What to produce. Print the passage from the text on rewriting the Alabama Constitution word for word, from "Second, they believe" to "commissions this power.".

Text block.
****************************************
Rewrite the Alabama Constitution?
Why the Push for a new Alabama Constitution
First, they insist that property taxes are too low and the reason is clear: The people have the final say on whether or not to raise them. A rewrite of the Constitution would surely remove the requirement of a vote of the people to raise taxes on real estate and certain personal property.
Second, they believe that county governments should have unbridled authority to raise taxes and control the use of rural land through zoning. To soften the impact of giving county commissions this expansion of power, they coined the phrase "home rule," which really means nothing more than absolute power to tax, regulate and control. A new Constitution would without doubt give commissions this power.
As an aside, special interest groups such as the gambling interest are already carving out their territory. Do you believe a new Constitution would contain language to prohibit casino gambling? What would be the impact on our courts if all current legal precedent were erased and each phrase, word, or even syllable of a new Constitution had to be litigated? Trial lawyers see this as utopia.
****************************************
Entries provided.
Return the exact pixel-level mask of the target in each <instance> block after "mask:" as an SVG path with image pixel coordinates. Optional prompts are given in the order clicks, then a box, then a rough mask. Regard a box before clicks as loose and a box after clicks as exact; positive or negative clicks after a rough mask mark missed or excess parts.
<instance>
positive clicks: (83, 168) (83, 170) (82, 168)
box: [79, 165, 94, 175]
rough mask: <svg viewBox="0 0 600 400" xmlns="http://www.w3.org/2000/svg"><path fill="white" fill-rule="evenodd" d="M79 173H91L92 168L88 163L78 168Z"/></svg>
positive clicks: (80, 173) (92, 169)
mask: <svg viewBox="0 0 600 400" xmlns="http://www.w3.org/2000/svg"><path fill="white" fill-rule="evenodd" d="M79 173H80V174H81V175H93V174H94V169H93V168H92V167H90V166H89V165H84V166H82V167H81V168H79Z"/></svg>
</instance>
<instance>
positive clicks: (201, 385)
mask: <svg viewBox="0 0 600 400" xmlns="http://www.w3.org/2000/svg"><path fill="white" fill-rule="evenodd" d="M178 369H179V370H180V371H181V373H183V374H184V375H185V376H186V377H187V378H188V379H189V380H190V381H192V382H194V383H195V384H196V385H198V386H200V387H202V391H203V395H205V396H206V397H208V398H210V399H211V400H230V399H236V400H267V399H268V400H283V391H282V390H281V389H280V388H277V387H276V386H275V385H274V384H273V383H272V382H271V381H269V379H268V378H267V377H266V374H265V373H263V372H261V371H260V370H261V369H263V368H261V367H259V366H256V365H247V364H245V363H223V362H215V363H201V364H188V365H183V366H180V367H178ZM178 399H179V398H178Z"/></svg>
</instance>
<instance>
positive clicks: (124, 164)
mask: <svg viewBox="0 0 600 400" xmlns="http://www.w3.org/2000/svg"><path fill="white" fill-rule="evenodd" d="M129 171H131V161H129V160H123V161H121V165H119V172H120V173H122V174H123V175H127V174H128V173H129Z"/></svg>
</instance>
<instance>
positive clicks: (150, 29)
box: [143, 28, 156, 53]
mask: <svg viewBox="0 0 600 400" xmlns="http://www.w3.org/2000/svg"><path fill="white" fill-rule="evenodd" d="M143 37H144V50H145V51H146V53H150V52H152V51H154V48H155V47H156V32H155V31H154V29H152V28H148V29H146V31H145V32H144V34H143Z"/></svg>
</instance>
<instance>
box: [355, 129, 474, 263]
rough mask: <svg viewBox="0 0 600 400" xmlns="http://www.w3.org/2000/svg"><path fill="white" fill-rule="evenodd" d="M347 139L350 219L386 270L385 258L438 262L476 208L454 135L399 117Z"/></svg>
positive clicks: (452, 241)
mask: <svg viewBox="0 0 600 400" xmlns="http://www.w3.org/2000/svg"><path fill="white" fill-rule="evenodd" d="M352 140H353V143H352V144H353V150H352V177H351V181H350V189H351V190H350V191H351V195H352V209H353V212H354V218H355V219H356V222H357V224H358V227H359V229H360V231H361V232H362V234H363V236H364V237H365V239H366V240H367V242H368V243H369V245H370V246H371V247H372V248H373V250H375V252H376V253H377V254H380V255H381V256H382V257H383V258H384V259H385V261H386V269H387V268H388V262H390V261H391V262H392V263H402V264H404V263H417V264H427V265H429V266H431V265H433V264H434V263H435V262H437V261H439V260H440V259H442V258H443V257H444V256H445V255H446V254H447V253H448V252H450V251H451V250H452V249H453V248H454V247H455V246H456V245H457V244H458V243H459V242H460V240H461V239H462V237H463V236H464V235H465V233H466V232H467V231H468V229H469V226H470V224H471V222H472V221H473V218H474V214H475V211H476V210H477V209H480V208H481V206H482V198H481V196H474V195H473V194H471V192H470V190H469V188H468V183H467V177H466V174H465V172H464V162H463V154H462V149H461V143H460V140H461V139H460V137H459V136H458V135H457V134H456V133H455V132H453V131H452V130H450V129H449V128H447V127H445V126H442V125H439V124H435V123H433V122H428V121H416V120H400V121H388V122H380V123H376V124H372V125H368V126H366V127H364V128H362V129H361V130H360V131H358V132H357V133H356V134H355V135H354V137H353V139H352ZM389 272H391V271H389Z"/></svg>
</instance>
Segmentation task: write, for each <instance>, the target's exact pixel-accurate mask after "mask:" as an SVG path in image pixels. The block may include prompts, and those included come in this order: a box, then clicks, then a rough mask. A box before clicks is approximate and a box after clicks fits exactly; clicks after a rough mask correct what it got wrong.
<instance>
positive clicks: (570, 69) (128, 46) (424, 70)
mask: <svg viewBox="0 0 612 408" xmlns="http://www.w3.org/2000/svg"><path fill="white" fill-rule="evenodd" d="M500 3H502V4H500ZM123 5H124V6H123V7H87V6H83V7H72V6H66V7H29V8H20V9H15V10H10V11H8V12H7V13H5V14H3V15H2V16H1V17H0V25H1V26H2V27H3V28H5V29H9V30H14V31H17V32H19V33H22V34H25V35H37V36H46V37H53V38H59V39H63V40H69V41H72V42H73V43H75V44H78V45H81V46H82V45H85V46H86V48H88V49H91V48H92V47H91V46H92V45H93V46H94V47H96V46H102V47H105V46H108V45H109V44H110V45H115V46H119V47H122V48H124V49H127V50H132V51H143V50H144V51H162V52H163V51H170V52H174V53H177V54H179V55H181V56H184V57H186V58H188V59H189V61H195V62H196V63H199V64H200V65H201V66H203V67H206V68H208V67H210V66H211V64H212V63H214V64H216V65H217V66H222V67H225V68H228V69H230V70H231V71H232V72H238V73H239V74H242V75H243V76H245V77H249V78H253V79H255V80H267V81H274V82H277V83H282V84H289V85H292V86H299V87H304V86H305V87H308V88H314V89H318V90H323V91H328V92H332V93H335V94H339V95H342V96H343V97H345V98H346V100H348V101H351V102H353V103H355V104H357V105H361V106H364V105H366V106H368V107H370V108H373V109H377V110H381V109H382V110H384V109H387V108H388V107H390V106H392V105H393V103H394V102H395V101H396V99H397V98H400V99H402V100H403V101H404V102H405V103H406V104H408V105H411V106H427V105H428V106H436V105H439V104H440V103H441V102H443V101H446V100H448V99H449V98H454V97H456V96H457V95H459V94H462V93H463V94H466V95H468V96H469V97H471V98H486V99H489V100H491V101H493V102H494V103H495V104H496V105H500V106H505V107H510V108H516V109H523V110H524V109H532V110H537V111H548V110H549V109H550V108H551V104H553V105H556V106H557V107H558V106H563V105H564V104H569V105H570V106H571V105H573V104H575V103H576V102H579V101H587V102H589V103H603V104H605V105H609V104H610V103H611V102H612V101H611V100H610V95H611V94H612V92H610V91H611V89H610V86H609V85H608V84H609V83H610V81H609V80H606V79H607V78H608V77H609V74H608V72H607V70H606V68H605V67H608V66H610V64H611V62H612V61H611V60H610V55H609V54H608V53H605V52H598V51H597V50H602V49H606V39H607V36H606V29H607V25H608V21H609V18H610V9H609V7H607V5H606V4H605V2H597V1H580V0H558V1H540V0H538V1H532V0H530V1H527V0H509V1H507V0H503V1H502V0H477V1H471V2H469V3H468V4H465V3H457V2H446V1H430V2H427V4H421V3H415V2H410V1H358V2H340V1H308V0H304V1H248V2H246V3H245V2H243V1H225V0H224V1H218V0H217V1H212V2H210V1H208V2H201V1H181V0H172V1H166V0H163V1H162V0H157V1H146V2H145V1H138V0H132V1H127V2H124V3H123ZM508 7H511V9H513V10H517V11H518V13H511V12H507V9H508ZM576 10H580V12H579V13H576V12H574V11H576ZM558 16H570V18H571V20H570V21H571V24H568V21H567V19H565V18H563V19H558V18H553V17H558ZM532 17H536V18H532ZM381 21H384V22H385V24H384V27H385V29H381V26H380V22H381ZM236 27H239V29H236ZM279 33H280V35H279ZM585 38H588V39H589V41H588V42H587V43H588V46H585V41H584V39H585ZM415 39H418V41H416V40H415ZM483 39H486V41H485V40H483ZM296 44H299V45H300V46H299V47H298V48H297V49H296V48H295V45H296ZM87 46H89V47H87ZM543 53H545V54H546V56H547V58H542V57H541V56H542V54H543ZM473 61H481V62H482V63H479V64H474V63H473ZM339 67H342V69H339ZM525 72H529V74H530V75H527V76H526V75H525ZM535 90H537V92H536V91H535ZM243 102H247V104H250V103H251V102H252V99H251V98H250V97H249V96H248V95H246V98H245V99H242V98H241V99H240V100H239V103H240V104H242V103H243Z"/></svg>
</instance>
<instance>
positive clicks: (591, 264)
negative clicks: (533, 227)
****************************************
Task output.
Second, they believe that county governments should have unbridled authority to raise taxes and control the use of rural land through zoning. To soften the impact of giving county commissions this expansion of power, they coined the phrase "home rule," which really means nothing more than absolute power to tax, regulate and control. A new Constitution would without doubt give commissions this power.